◆ Activity
From the records below, transcribe exactly the lines that begin at the line with "141L170 162L250 164L261" and end at the line with "positive clicks: (31, 113)", both included.

☆ ☆ ☆ ☆

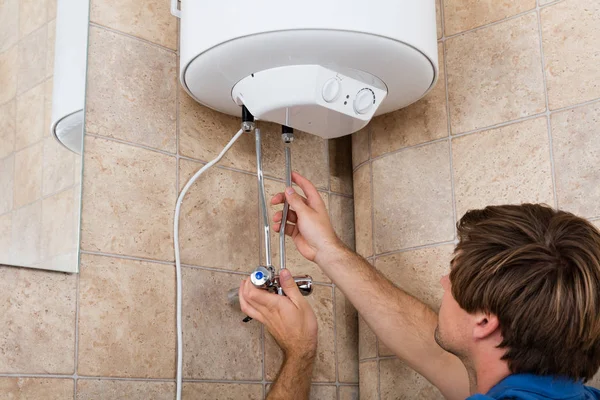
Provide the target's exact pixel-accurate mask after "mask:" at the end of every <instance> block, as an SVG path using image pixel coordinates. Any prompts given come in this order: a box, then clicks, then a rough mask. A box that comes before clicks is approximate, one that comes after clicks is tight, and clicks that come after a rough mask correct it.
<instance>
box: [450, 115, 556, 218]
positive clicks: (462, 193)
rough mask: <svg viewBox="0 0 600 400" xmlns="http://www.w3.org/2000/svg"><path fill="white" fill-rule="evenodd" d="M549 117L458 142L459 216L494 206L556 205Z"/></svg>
mask: <svg viewBox="0 0 600 400" xmlns="http://www.w3.org/2000/svg"><path fill="white" fill-rule="evenodd" d="M546 125H547V124H546V119H545V118H538V119H534V120H530V121H525V122H521V123H518V124H513V125H509V126H505V127H503V128H499V129H494V130H491V131H486V132H481V133H476V134H473V135H467V136H463V137H460V138H458V139H455V140H453V141H452V157H453V168H454V185H455V192H456V193H455V196H456V217H457V219H460V218H461V217H462V216H463V215H464V213H465V212H466V211H467V210H469V209H474V208H483V207H485V206H488V205H491V204H507V203H513V204H514V203H516V204H520V203H526V202H531V203H547V204H550V205H553V204H554V198H553V193H552V175H551V164H550V147H549V144H548V131H547V126H546Z"/></svg>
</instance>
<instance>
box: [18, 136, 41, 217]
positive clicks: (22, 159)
mask: <svg viewBox="0 0 600 400" xmlns="http://www.w3.org/2000/svg"><path fill="white" fill-rule="evenodd" d="M41 195H42V143H38V144H35V145H33V146H31V147H27V148H25V149H23V150H21V151H18V152H16V153H15V180H14V200H13V207H14V208H19V207H22V206H24V205H25V204H29V203H32V202H34V201H36V200H37V199H39V198H40V197H41Z"/></svg>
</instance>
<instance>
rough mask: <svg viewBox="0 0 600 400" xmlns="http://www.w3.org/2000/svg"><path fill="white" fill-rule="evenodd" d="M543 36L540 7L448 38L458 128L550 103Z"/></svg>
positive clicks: (458, 129)
mask: <svg viewBox="0 0 600 400" xmlns="http://www.w3.org/2000/svg"><path fill="white" fill-rule="evenodd" d="M473 3H475V2H473ZM486 3H487V2H486ZM516 3H517V2H515V4H516ZM495 4H501V2H495ZM502 4H503V3H502ZM539 42H540V40H539V32H538V26H537V18H536V14H535V13H529V14H527V15H524V16H522V17H519V18H516V19H514V20H510V21H506V22H503V23H501V24H498V25H494V26H490V27H486V28H484V29H481V30H477V31H474V32H470V33H467V34H465V35H461V36H458V37H455V38H452V39H449V40H447V41H446V46H447V47H446V49H447V50H446V57H447V67H448V96H449V107H450V120H451V124H452V133H454V134H457V133H461V132H467V131H471V130H474V129H479V128H484V127H486V126H490V125H494V124H498V123H501V122H506V121H510V120H513V119H517V118H521V117H526V116H529V115H533V114H536V113H540V112H542V111H544V110H545V109H546V105H545V96H544V85H543V77H542V68H541V57H540V43H539Z"/></svg>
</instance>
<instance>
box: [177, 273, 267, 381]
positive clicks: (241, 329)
mask: <svg viewBox="0 0 600 400" xmlns="http://www.w3.org/2000/svg"><path fill="white" fill-rule="evenodd" d="M250 268H251V267H250ZM250 268H249V269H250ZM244 278H245V276H243V275H233V274H225V273H221V272H215V271H206V270H201V269H196V268H184V269H183V343H184V354H183V376H184V378H192V379H227V380H260V379H262V357H261V325H260V323H259V322H257V321H251V322H248V323H244V322H242V320H243V319H244V317H245V316H244V314H243V313H242V312H241V311H240V308H239V305H237V304H236V305H232V304H230V303H229V301H228V299H227V291H228V290H230V289H232V288H236V287H239V286H240V283H241V281H242V280H243V279H244ZM216 321H218V323H215V322H216Z"/></svg>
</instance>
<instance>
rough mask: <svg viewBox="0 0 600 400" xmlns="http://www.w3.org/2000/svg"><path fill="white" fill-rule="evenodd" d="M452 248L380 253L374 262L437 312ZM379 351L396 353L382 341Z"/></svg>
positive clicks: (382, 351)
mask: <svg viewBox="0 0 600 400" xmlns="http://www.w3.org/2000/svg"><path fill="white" fill-rule="evenodd" d="M453 252H454V245H445V246H439V247H433V248H428V249H421V250H414V251H407V252H404V253H397V254H393V255H389V256H385V257H380V258H378V259H377V260H376V261H375V266H376V267H377V269H378V270H379V271H381V273H383V274H384V275H385V276H386V277H387V278H388V279H389V280H391V281H392V282H393V283H394V284H395V285H396V286H398V287H399V288H400V289H402V290H404V291H406V292H407V293H408V294H410V295H412V296H414V297H416V298H417V299H418V300H420V301H422V302H424V303H425V304H427V305H428V306H429V307H431V308H432V309H433V310H434V311H435V312H438V310H439V308H440V304H441V301H442V295H443V294H444V290H443V288H442V285H441V284H440V279H441V278H442V276H444V275H446V274H448V273H449V272H450V261H451V260H452V256H453ZM379 355H380V356H392V355H394V353H393V352H392V351H391V350H390V349H388V348H387V346H385V345H384V344H383V343H382V342H379Z"/></svg>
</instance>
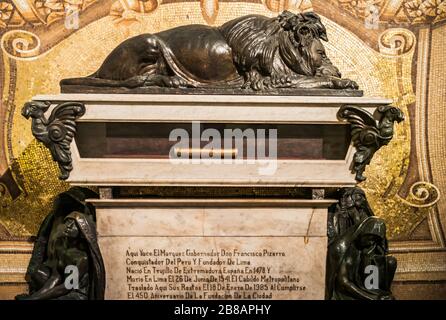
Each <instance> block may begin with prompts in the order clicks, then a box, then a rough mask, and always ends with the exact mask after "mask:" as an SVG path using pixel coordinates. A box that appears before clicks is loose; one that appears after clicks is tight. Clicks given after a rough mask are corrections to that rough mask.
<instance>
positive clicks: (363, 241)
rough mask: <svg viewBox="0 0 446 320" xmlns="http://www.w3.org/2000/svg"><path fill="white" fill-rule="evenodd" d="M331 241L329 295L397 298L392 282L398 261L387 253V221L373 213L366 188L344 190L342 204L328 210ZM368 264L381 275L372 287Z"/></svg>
mask: <svg viewBox="0 0 446 320" xmlns="http://www.w3.org/2000/svg"><path fill="white" fill-rule="evenodd" d="M328 241H329V243H328V253H327V280H326V298H327V299H330V300H356V299H359V300H362V299H365V300H391V299H394V297H393V295H392V292H391V290H390V286H391V283H392V281H393V277H394V274H395V270H396V266H397V262H396V259H395V258H394V257H392V256H389V255H388V254H387V253H388V244H387V239H386V225H385V223H384V221H383V220H382V219H380V218H377V217H375V216H374V215H373V212H372V210H371V208H370V206H369V205H368V203H367V199H366V196H365V194H364V191H362V190H361V189H359V188H345V189H342V190H341V194H340V198H339V204H337V205H336V206H335V207H334V208H333V210H330V212H329V219H328ZM369 266H373V267H374V268H375V272H377V274H376V276H377V279H378V281H376V283H374V284H373V286H371V287H368V285H367V283H366V281H367V279H366V278H367V277H368V276H370V274H371V272H370V270H369V271H368V269H369V268H370V267H369ZM369 284H370V283H369Z"/></svg>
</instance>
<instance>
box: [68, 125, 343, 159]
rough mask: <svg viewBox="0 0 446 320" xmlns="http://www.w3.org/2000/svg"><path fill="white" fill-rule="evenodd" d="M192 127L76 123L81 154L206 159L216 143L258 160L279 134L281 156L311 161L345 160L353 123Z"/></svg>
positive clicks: (269, 146) (220, 149)
mask: <svg viewBox="0 0 446 320" xmlns="http://www.w3.org/2000/svg"><path fill="white" fill-rule="evenodd" d="M192 127H193V125H192V124H191V123H130V122H126V123H122V122H78V127H77V134H76V144H77V147H78V150H79V153H80V156H81V158H144V159H167V158H169V154H170V153H172V152H174V153H176V154H177V155H180V154H181V153H183V155H185V154H188V155H189V156H191V155H193V154H197V153H198V154H199V155H201V157H202V158H204V157H206V156H205V155H208V154H209V147H208V151H207V152H203V150H202V149H203V148H204V147H205V146H206V145H208V144H209V143H210V142H212V144H213V145H214V148H213V150H212V152H214V154H213V155H212V156H213V157H214V158H215V157H221V158H223V157H225V156H226V157H228V156H229V157H239V158H240V157H242V155H243V159H247V158H252V155H254V157H256V158H257V159H259V158H262V156H261V155H260V156H259V155H258V151H262V150H264V152H265V154H266V156H268V155H269V147H270V146H272V145H273V144H274V140H273V139H269V138H274V132H276V135H277V140H276V141H277V158H278V159H308V160H342V159H345V157H346V154H347V150H348V147H349V144H350V127H349V125H344V124H274V125H268V124H255V123H251V124H249V123H244V124H238V123H237V124H219V123H200V124H198V123H197V124H195V125H194V129H193V128H192ZM209 129H211V130H209ZM212 129H213V130H212ZM237 129H238V130H237ZM174 130H175V131H174ZM274 130H276V131H274ZM173 133H177V134H173ZM171 134H173V136H172V137H171V139H169V136H170V135H171ZM225 134H226V135H225ZM234 134H235V135H237V134H239V135H240V134H242V135H243V136H244V138H243V139H242V140H240V139H238V141H243V143H240V144H239V145H237V144H236V143H235V139H234V137H233V135H234ZM179 135H181V138H179V137H178V136H179ZM211 136H212V137H211ZM263 136H265V139H262V137H263ZM202 138H203V139H202ZM225 139H226V145H225V141H224V140H225ZM170 140H172V141H170ZM200 140H204V141H200ZM230 141H232V144H230V143H229V142H230ZM180 142H181V143H180ZM218 142H220V143H218ZM250 148H251V149H250ZM253 148H254V149H255V151H254V152H248V150H254V149H253ZM240 149H242V150H240Z"/></svg>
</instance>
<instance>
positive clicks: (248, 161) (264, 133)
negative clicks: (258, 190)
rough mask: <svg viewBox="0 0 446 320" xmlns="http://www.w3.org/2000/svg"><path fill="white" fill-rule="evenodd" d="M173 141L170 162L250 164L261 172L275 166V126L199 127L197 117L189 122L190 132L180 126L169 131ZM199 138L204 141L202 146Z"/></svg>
mask: <svg viewBox="0 0 446 320" xmlns="http://www.w3.org/2000/svg"><path fill="white" fill-rule="evenodd" d="M169 141H176V143H175V144H174V145H173V146H172V147H171V149H170V152H169V159H170V161H171V163H172V164H207V165H209V164H230V165H232V164H252V165H258V173H259V174H260V175H273V174H274V173H275V172H276V170H277V129H259V128H258V129H253V128H246V129H244V130H242V129H240V128H233V129H224V130H223V136H222V134H221V132H220V131H219V130H217V129H214V128H208V129H205V130H203V131H201V123H200V122H199V121H194V122H192V135H190V134H189V132H188V131H187V130H185V129H183V128H176V129H174V130H172V131H171V132H170V135H169ZM202 142H207V144H206V145H205V146H204V147H202V146H201V145H202Z"/></svg>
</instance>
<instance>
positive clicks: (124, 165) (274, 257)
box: [24, 94, 399, 299]
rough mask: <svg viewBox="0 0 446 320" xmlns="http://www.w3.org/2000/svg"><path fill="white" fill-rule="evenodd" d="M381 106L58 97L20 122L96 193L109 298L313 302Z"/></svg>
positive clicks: (31, 113)
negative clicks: (47, 138) (342, 191)
mask: <svg viewBox="0 0 446 320" xmlns="http://www.w3.org/2000/svg"><path fill="white" fill-rule="evenodd" d="M390 102H391V101H389V100H386V99H380V98H367V97H321V96H306V97H303V96H238V95H232V96H229V95H226V96H225V95H181V96H178V95H129V94H60V95H54V96H36V97H34V100H33V102H32V103H30V105H28V106H25V108H24V115H29V116H31V117H34V119H36V118H37V117H36V114H37V112H36V110H40V111H41V115H40V117H41V119H46V120H44V121H41V123H46V124H47V127H48V128H49V127H51V126H53V127H54V128H59V129H58V130H56V129H53V131H56V133H58V134H59V135H57V136H56V138H51V137H50V135H48V136H47V137H49V138H48V139H47V140H41V141H42V142H45V141H46V144H47V145H48V146H49V148H50V150H51V151H52V152H53V157H54V159H55V160H56V161H58V163H59V166H60V168H61V177H62V178H67V181H68V182H69V183H70V184H71V185H76V186H77V185H79V186H98V187H99V192H100V195H101V197H100V199H92V200H90V202H91V203H92V204H93V205H94V206H95V208H96V219H97V231H98V241H99V245H100V248H101V252H102V255H103V258H104V264H105V269H106V290H105V298H108V299H169V298H171V299H212V298H215V299H222V298H225V299H243V298H245V299H246V298H254V299H256V298H259V299H261V298H265V299H268V298H269V299H323V298H324V297H325V291H326V284H325V283H326V259H327V245H328V236H327V219H328V210H329V207H332V206H333V205H335V204H336V203H337V200H338V199H337V198H336V197H335V196H333V195H334V194H335V192H336V190H337V189H339V188H349V187H354V186H355V185H356V183H357V180H358V179H362V178H363V175H362V171H363V169H364V167H365V165H366V164H367V163H368V162H367V161H369V160H370V158H371V156H373V153H374V151H376V150H377V149H378V148H379V147H380V145H379V143H380V142H379V139H384V138H385V137H386V132H380V130H382V127H383V124H385V123H391V124H392V128H393V122H394V121H397V120H398V119H397V116H399V114H398V113H397V112H396V113H395V112H393V111H392V110H391V108H392V107H389V106H388V104H389V103H390ZM393 109H395V108H393ZM395 110H397V109H395ZM76 112H77V113H76ZM67 114H68V115H70V117H71V118H70V119H71V120H70V119H67V116H66V115H67ZM373 114H374V115H375V119H374V118H373ZM377 115H378V117H377ZM64 117H65V118H64ZM35 124H36V125H37V124H38V123H36V122H35ZM57 124H58V125H59V126H58V127H57V126H56V125H57ZM386 128H387V127H386ZM70 130H71V131H70ZM41 131H43V130H40V131H39V132H41ZM48 131H49V132H51V131H50V130H48ZM64 133H65V135H68V138H71V137H72V138H73V139H72V140H73V141H72V142H71V143H70V144H69V145H68V146H69V149H66V148H65V149H64V148H62V147H63V145H62V144H61V143H66V142H67V141H69V139H68V138H67V136H65V137H64V136H63V134H64ZM390 134H391V131H389V132H387V137H388V138H389V139H390V138H391V135H390ZM53 135H55V134H54V133H53ZM36 137H37V138H39V136H38V135H36ZM67 139H68V140H67ZM371 139H375V140H374V141H372V143H370V140H371ZM383 141H384V140H382V142H381V144H382V145H383V144H385V143H384V142H383ZM361 150H362V151H364V150H366V151H367V152H368V153H367V154H368V155H369V158H367V157H362V158H361V155H362V154H361V153H360V152H361ZM69 160H70V161H71V162H70V161H69ZM361 161H362V162H361Z"/></svg>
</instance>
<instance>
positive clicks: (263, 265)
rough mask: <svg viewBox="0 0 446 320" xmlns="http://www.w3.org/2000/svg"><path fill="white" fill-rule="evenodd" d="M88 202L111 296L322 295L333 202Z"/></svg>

☆ ☆ ☆ ☆

◆ Answer
rough mask: <svg viewBox="0 0 446 320" xmlns="http://www.w3.org/2000/svg"><path fill="white" fill-rule="evenodd" d="M173 141L170 162L250 164L261 172L275 166V126L199 127L197 117L189 122L190 132L180 126L169 131ZM199 138L204 141L202 146Z"/></svg>
mask: <svg viewBox="0 0 446 320" xmlns="http://www.w3.org/2000/svg"><path fill="white" fill-rule="evenodd" d="M169 141H176V143H175V144H174V145H173V146H172V147H171V149H170V152H169V159H170V161H171V163H172V164H207V165H209V164H230V165H232V164H252V165H258V173H259V174H260V175H273V174H274V173H275V172H276V170H277V129H259V128H258V129H253V128H246V129H244V130H242V129H240V128H233V129H224V130H223V136H222V134H221V132H220V131H219V130H217V129H214V128H208V129H205V130H203V131H201V123H200V122H199V121H194V122H192V135H190V134H189V132H188V131H187V130H185V129H183V128H176V129H174V130H172V131H171V132H170V135H169ZM202 142H207V144H206V145H205V146H204V147H202V146H201V145H202Z"/></svg>
</instance>
<instance>
positive clicks: (124, 165) (274, 257)
box: [24, 94, 399, 299]
rough mask: <svg viewBox="0 0 446 320" xmlns="http://www.w3.org/2000/svg"><path fill="white" fill-rule="evenodd" d="M381 106L58 97L20 122L96 193L109 298L313 302Z"/></svg>
positive clicks: (31, 113)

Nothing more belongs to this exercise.